● Brontekst:
Van deze zeven bijdragen zijn er zes oorspronkelijk in het Engels en een in het Nederlands en dat is nog een positieve vertekening voor het belang van het Nederlands want officieel heeft 88% van de inwoners Engels als thuistaal, 5% Spaans, 4 % anders, 2% Nederlands en 1% Papiaments. Zetten we dat af tegen het hoogst genoemde bevolkingsaantal, 2000, dan spreken er dus 40 mensen op de eerste plaats Nederlands, gemakshalve verdeeld over 10 tot 15 gezinnen.

Ik gebruikte met opzet al ‘dichterlijke teksten’ i.p.v. ‘gedichten’ omdat het poëziegehalte helaas ook als bescheiden beschouwd moet worden. De eerste tekst is van Albert Helman, pseudoniem van Lodewijk ‘Lou’ Lichtveld (geboren in 1903 in Paramaribo en overleden in 1996 te Amsterdam). Helman behoort tot de voornaamste literatoren in Vaar naar de vuurtoren. Zijn bibliografie is indrukwekkend; hij is niet voor niets 92 jaar geworden. Tussendoor, ben je geneigd te zeggen, had hij nog tijd om de meest uiteenlopende activiteiten uit te oefenen. Ik som een deel op: seminariestudent, organist, componist, onderwijzer, journalist, romancier, combattant in de Spaanse Burgeroorlog (aan Republikeinse zijde), redacteur van verzetsblad De Vrije Kunstenaar, Landsminister van o.a. Onderwijs en Volksontwikkeling en ook nog gevolmachtigd minister op de Nederlandse ambassade te Washington. Zijn lange levensloop kende tal van hoogte- en dieptepunten, zodat Helman wist wat dramatiek is. Wie anders kun je dan nog wensen als dichter om het poëtisch reservoir van Saba te ontsluiten?

● Beschikbare gegevens:
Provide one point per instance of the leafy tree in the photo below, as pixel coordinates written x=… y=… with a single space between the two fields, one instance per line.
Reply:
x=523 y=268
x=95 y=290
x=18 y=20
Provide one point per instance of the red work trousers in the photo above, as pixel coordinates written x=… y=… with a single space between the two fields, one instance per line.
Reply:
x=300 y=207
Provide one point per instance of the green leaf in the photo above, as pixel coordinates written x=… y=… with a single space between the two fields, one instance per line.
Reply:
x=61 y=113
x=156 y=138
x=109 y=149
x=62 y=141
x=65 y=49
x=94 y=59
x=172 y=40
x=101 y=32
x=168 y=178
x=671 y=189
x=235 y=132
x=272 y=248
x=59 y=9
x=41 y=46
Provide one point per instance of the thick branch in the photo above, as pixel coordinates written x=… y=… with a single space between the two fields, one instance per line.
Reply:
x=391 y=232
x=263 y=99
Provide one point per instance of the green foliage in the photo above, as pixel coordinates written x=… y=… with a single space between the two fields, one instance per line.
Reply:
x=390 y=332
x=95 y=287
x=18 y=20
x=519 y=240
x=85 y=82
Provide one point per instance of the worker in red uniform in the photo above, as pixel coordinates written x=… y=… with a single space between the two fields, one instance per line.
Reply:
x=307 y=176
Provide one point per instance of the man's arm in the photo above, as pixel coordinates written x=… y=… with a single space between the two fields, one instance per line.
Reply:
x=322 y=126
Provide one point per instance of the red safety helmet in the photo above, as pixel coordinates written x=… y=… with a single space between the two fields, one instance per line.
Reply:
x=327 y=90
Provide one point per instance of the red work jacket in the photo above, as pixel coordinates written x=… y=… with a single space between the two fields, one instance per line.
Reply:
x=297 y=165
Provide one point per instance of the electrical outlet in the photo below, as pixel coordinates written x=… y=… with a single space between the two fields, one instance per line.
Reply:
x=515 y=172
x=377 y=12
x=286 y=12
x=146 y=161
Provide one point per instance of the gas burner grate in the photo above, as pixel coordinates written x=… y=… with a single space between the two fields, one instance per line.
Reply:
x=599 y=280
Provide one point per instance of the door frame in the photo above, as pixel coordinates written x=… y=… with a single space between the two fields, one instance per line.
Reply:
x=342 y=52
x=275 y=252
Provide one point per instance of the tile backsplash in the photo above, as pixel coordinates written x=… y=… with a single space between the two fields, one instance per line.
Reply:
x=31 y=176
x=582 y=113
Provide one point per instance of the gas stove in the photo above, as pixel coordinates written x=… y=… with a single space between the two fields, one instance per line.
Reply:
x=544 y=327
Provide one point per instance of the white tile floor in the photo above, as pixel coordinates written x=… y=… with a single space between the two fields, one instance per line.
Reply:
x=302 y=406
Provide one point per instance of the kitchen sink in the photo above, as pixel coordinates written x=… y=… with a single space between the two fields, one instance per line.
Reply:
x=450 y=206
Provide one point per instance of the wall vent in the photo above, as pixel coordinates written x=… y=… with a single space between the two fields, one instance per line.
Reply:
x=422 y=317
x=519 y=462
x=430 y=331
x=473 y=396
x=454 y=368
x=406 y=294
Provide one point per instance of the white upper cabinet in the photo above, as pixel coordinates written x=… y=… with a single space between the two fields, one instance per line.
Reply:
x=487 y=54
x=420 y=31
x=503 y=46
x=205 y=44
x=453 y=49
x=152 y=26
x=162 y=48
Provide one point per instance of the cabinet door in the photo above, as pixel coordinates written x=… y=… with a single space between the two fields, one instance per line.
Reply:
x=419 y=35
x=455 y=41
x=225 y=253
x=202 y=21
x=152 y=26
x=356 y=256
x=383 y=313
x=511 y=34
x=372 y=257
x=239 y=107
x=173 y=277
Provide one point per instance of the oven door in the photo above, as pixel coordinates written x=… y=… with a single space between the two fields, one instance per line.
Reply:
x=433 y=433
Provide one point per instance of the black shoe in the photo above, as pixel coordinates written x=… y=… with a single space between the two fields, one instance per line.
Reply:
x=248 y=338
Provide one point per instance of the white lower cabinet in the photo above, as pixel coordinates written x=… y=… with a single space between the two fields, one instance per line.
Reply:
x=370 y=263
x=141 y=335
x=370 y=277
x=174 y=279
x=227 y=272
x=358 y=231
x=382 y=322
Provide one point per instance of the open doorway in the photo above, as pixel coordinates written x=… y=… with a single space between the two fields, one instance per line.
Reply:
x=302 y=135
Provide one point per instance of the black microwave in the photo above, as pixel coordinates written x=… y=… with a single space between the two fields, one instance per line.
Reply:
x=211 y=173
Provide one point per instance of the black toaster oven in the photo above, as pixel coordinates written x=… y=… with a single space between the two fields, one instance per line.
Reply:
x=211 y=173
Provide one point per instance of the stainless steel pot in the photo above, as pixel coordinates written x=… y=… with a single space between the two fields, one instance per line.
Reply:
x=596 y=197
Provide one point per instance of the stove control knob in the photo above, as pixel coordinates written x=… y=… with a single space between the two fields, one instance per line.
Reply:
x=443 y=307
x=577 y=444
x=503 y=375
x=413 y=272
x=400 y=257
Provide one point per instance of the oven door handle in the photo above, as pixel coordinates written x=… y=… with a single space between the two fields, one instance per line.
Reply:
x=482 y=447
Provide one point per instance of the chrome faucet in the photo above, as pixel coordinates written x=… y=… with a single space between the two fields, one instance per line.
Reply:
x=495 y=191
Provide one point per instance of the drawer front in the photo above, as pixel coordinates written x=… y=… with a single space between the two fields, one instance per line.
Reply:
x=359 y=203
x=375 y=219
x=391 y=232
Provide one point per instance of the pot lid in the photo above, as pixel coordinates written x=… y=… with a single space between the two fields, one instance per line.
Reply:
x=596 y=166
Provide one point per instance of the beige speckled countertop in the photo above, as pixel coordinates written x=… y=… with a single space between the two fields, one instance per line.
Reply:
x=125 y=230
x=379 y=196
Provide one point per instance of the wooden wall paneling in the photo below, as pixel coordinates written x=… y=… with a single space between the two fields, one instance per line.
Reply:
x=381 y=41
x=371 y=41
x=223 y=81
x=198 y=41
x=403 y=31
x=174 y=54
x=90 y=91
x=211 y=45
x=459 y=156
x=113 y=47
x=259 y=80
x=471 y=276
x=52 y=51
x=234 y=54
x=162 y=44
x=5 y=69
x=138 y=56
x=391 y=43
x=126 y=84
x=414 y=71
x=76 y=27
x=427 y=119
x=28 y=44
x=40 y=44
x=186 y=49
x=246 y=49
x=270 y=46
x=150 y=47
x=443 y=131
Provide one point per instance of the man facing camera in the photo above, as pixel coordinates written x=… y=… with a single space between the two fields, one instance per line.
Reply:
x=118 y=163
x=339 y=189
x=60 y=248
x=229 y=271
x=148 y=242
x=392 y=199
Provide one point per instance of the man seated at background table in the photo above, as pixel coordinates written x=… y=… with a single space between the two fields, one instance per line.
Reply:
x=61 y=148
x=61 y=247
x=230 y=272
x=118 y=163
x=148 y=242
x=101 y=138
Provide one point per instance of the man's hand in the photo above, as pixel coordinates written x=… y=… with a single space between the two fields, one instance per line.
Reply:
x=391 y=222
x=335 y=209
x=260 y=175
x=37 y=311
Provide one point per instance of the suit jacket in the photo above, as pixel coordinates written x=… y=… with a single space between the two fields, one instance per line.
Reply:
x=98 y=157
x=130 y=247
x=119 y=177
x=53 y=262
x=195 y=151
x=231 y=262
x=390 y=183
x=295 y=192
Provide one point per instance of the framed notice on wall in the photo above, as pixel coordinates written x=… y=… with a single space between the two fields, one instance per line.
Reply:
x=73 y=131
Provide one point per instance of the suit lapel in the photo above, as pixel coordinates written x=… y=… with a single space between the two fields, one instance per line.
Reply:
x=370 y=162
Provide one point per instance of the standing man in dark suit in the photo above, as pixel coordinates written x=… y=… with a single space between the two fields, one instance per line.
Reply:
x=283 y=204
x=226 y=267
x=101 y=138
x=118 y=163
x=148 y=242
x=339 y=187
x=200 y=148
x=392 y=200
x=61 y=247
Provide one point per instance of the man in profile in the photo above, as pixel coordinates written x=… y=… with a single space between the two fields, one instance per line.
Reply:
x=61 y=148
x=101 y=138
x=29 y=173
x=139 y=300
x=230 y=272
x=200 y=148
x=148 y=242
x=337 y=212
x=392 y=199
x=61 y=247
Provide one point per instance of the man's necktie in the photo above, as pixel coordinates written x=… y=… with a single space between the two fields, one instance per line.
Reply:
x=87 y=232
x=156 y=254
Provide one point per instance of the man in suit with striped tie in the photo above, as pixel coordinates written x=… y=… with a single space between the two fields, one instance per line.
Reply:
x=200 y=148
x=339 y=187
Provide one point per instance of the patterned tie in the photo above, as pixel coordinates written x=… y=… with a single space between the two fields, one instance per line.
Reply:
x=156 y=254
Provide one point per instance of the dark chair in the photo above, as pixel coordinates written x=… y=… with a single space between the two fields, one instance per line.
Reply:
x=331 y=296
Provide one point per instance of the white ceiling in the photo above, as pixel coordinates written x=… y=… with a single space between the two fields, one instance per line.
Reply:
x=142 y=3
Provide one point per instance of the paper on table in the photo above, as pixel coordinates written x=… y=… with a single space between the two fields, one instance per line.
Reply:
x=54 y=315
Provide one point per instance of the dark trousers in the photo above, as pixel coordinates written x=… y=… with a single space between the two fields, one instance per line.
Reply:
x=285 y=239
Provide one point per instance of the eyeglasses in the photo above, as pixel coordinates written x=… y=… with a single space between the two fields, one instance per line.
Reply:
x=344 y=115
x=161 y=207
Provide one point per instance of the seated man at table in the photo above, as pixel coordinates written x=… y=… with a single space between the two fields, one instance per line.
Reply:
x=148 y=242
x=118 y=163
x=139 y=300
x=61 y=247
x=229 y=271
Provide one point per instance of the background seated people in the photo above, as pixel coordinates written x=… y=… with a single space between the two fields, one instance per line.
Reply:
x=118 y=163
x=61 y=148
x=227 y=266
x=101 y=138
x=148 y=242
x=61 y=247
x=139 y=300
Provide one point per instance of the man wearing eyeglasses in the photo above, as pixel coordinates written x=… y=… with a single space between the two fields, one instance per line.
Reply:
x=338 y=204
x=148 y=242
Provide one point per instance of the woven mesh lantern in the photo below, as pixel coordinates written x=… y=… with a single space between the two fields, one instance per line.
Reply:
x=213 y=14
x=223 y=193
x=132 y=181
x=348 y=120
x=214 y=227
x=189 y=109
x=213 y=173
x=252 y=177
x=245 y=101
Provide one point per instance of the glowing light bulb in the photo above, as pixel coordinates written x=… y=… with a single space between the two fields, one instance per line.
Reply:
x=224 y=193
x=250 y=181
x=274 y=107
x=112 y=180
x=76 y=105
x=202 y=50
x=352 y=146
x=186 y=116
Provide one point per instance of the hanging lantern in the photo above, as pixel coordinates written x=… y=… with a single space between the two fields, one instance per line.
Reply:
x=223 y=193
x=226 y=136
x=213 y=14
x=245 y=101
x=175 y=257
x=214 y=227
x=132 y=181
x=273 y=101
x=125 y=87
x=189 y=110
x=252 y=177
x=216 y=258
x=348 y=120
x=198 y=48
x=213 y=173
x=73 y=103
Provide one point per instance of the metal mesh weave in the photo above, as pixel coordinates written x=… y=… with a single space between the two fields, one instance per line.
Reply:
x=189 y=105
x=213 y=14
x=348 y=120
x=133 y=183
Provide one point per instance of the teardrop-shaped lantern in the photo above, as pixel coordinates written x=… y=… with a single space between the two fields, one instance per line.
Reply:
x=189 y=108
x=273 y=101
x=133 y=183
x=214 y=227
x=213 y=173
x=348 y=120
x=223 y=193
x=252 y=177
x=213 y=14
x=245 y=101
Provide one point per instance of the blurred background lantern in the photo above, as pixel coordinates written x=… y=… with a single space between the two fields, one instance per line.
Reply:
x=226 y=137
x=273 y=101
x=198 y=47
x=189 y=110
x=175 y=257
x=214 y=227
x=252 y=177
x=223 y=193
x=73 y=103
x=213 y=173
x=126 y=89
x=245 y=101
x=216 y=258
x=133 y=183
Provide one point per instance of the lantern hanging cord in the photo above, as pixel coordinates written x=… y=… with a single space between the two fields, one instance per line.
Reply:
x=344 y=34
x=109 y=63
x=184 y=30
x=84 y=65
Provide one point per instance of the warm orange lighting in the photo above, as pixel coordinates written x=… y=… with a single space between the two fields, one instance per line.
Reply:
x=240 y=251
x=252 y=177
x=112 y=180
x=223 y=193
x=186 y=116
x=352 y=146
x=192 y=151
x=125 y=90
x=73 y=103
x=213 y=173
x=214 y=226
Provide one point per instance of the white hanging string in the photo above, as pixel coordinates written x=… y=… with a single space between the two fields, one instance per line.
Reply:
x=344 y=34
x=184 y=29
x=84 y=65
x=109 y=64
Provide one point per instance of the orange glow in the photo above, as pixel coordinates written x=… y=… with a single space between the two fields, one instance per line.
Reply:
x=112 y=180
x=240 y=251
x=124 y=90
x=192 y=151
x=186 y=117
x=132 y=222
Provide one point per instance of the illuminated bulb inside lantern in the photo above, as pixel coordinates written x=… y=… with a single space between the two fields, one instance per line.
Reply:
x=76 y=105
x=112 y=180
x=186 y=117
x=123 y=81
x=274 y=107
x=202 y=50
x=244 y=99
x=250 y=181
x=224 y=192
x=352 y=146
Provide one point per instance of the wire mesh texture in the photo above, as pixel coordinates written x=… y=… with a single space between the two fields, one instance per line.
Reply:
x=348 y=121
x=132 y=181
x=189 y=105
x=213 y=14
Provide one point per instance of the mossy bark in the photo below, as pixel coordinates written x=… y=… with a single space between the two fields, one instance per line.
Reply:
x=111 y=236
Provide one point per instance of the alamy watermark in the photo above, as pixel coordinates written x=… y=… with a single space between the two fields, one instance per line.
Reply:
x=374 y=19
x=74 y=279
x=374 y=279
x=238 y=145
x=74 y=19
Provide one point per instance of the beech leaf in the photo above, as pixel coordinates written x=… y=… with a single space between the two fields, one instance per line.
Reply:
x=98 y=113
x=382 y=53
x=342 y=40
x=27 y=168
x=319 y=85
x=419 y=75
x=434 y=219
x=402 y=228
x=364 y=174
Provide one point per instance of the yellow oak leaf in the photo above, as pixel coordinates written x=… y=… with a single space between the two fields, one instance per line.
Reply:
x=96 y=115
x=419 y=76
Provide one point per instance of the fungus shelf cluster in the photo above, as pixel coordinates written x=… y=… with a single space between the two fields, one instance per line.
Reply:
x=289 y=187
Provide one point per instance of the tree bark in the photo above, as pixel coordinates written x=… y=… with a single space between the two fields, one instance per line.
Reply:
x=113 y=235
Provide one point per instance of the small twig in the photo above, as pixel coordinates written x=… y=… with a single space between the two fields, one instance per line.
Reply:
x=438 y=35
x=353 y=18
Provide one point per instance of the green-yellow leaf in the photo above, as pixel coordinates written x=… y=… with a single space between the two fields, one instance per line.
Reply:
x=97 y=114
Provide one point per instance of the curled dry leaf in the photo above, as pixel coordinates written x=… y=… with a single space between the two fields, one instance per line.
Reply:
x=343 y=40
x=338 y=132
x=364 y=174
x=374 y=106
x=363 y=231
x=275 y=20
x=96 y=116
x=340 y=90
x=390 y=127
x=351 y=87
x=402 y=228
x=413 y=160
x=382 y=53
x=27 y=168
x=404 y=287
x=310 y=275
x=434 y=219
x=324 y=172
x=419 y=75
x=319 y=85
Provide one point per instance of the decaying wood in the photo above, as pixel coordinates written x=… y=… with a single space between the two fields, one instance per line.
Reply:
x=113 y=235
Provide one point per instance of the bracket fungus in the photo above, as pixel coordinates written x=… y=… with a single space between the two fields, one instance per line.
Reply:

● Opdracht 1: Noem elke taal die de brontekst als thuistaal van de inwoners bij naam noemt, met het percentage dat erbij staat.
● Opdracht 2: Schrijf een vervolg op de brontekst, beginnend na de laatste zin.

● Uitwerking 1: Engels (88%), Spaans (5%), Nederlands (2%) en Papiaments (1%).

● Uitwerking 2:
Maar de keuze van De Groot stelt teleur, aanvankelijk toch. Het is weliswaar een lang stuk van drie delen, dat in dit boek 5 pagina’s in beslag neemt, maar het doet door z’n vele verkleinwoorden, rijmen en sprookjestoon toch vooral denken aan een voor de eigen kring bedoeld kindervertelsel.

Het begint aldus:

Huisje op Saba

In majeur

Ik heb een huisje op Saba.
Dat wist je niet.

Gehurkt naast een goayaba.
Wist jij ook niet.

’t Is keurig, maar wat kleintjes,
met luiken en gordijntjes.
Dat wist je niet.

’t Heeft een rood zadeldakje.
Opzij staat het gemakje
en droomt er heel allenig.
Wist je dat niet?

Maar ’t uitzicht is el enig:
helblauwe zee en verder
veel schaapjes zonder herder
boven de strakke einder.
Dat wist je niet

En zo kabbelt het verhaal verder, in elke strofe wat kruimels informatie verstrekkend over het eiland. Deel 2 heeft als toevoeging ‘2. In mineur’ (en terecht want de schrijver legt er in uit dat hij z’n huisje heeft moeten verkopen en ‘lieflijk Saba’ verlaten. En dan, boven het derde en kortste deel, verrast Helman met een perspectiefwending die in plaats van vreemd eerder bizar genoemd mag worden:

3. In hypo-mixolydisch

Ik roep al sinds de twaalfde eeuw:
‘Kabouter Wout, mijn metgezel,
Waar ben je toch gebleven?
Heb jij de dood geproefd en laat
Je mij zo-maar in leven?

Je was een fijne kameraad,
Dus moet ik ’t je vergeven.
Nu woon je weer, heel hoog verheven,
Achter de Helpoort in de berg,
Terwijl ik hier alleen moet leven.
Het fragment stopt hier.